- **Short problem**: Repeat verbatim every line of the material, beginning at the line that holds "Mark one point per instance of the office" and ending at its last line.

(Records from a point labeling set)
○ ○ ○ ○ ○

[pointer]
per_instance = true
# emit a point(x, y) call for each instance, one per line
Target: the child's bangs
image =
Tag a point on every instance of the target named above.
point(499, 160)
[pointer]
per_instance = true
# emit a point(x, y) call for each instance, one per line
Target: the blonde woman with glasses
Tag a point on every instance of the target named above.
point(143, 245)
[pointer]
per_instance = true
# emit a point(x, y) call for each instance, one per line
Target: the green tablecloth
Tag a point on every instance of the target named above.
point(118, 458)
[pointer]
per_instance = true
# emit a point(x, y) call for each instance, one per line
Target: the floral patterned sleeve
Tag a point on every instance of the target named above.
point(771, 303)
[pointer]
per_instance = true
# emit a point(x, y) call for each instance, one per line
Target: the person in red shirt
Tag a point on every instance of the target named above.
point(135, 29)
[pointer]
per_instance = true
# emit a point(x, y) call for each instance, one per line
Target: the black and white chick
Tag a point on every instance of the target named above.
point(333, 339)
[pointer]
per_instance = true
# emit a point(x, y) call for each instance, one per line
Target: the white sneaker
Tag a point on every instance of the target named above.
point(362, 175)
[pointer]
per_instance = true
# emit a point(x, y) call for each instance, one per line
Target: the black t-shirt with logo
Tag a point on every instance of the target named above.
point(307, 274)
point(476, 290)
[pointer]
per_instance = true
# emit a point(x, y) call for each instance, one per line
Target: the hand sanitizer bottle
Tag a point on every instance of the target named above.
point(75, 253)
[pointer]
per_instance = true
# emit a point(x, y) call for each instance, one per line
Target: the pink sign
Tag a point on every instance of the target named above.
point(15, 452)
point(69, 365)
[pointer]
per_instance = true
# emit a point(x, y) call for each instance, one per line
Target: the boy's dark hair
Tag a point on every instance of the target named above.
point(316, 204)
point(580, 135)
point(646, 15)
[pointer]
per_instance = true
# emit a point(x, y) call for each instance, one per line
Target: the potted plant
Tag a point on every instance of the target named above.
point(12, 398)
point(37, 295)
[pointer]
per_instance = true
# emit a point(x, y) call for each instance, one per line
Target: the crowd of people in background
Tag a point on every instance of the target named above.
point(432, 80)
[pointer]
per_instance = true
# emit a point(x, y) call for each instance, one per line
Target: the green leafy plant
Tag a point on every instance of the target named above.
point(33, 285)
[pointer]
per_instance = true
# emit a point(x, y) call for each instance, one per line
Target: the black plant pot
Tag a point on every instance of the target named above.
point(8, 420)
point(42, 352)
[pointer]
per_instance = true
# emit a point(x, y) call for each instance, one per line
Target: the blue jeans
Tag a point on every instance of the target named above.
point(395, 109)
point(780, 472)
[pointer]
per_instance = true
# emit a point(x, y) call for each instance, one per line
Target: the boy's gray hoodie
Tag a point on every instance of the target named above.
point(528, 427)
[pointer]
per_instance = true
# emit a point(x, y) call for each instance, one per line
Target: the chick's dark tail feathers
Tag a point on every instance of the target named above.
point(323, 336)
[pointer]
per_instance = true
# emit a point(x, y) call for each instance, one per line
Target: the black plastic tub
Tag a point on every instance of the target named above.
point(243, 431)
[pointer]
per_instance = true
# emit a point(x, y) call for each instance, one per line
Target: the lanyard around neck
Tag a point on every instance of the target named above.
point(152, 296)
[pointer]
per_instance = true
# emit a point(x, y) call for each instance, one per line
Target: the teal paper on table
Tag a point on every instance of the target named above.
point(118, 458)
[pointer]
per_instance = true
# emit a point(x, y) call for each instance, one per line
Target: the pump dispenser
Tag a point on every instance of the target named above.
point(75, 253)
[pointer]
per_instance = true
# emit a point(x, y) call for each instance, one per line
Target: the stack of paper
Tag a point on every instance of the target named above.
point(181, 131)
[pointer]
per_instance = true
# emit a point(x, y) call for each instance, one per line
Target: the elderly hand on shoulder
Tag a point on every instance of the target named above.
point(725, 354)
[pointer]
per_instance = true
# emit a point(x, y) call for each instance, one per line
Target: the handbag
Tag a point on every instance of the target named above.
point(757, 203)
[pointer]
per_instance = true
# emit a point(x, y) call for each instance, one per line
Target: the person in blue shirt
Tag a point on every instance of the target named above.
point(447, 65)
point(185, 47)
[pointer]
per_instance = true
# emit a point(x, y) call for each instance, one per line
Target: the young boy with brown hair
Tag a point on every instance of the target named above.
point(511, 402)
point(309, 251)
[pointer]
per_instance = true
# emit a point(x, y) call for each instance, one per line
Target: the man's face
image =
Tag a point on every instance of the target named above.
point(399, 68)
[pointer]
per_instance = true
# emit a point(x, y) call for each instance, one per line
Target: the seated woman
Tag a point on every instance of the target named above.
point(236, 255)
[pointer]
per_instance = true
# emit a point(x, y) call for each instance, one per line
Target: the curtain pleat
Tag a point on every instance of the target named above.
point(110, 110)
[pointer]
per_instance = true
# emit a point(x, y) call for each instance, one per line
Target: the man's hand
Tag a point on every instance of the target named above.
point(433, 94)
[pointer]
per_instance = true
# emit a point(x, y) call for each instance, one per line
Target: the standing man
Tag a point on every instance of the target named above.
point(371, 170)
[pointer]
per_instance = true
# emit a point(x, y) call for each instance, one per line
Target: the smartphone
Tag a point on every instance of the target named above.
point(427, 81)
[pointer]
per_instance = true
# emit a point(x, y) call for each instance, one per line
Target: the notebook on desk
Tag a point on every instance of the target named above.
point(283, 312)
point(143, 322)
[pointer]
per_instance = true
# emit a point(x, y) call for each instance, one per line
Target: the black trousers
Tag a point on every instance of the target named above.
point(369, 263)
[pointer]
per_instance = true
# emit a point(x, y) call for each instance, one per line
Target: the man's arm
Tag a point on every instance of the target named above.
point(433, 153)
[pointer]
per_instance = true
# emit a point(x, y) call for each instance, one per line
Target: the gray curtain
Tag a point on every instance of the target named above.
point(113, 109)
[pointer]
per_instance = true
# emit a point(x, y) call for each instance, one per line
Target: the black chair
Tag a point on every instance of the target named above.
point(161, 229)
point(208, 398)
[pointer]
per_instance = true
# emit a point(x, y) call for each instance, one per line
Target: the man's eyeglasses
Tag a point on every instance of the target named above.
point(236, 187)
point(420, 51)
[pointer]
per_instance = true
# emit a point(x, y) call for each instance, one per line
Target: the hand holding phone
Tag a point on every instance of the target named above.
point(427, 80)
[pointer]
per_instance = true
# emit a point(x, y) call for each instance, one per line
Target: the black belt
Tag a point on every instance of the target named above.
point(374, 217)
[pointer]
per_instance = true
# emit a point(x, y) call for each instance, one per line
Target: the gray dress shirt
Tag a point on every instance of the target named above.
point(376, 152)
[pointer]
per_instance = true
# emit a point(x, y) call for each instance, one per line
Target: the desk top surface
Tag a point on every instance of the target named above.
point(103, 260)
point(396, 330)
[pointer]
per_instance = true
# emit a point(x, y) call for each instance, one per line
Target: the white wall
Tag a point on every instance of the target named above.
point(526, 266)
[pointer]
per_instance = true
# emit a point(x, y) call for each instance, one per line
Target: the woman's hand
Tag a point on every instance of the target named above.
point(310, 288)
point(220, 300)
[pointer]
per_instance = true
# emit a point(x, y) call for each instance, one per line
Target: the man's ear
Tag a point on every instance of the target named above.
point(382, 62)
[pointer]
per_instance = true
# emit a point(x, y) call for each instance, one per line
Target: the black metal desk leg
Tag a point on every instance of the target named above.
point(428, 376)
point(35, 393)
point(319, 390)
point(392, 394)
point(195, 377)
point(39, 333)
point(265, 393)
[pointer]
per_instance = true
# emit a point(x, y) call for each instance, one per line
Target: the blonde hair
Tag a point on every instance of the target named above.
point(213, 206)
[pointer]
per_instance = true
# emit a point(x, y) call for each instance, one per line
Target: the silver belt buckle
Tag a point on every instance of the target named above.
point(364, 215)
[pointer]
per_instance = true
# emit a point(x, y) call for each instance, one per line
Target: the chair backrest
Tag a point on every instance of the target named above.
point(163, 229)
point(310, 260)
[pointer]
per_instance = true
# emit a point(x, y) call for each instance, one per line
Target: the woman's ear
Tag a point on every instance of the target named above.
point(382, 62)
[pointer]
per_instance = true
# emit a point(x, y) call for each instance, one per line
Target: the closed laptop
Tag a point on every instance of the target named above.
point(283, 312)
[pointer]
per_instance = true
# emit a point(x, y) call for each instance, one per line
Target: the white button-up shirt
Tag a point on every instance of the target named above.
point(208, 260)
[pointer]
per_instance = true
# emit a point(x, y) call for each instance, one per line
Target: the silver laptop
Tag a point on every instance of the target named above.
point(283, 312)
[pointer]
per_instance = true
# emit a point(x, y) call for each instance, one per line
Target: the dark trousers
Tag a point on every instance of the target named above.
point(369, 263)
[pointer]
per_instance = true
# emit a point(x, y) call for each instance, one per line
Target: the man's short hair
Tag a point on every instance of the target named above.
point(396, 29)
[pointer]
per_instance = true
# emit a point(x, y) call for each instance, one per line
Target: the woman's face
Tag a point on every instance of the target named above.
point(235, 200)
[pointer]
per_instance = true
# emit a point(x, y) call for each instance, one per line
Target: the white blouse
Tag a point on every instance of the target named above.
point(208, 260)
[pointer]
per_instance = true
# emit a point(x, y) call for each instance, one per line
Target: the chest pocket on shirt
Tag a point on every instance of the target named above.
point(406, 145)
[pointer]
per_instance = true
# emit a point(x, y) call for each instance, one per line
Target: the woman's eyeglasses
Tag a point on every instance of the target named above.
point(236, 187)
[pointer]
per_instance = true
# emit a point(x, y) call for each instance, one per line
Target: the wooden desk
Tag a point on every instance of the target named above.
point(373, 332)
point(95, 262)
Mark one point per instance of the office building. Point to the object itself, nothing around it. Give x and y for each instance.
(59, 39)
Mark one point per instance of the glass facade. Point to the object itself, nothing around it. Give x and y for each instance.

○ ○ ○ ○ ○

- **The result**:
Mark one point per instance of the office building. Point to the object itself, nothing around it. Give x and y for each instance.
(59, 39)
Mark one point per instance of the glass facade. Point to the object itself, nothing around it. Give x and y for each instance.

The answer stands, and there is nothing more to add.